## Aim of the task
With the images removed, repeat the data below exactly.

## Provided data
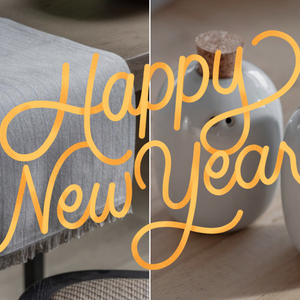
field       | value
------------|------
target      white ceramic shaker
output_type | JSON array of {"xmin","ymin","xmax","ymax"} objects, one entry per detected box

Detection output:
[
  {"xmin": 152, "ymin": 31, "xmax": 283, "ymax": 230},
  {"xmin": 281, "ymin": 108, "xmax": 300, "ymax": 250}
]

## Answer for this exercise
field       | value
------------|------
target      white ceramic shaker
output_type | JSON array of {"xmin","ymin","xmax","ymax"} objects, one entry per detected box

Detection output:
[
  {"xmin": 152, "ymin": 31, "xmax": 283, "ymax": 230},
  {"xmin": 281, "ymin": 108, "xmax": 300, "ymax": 250}
]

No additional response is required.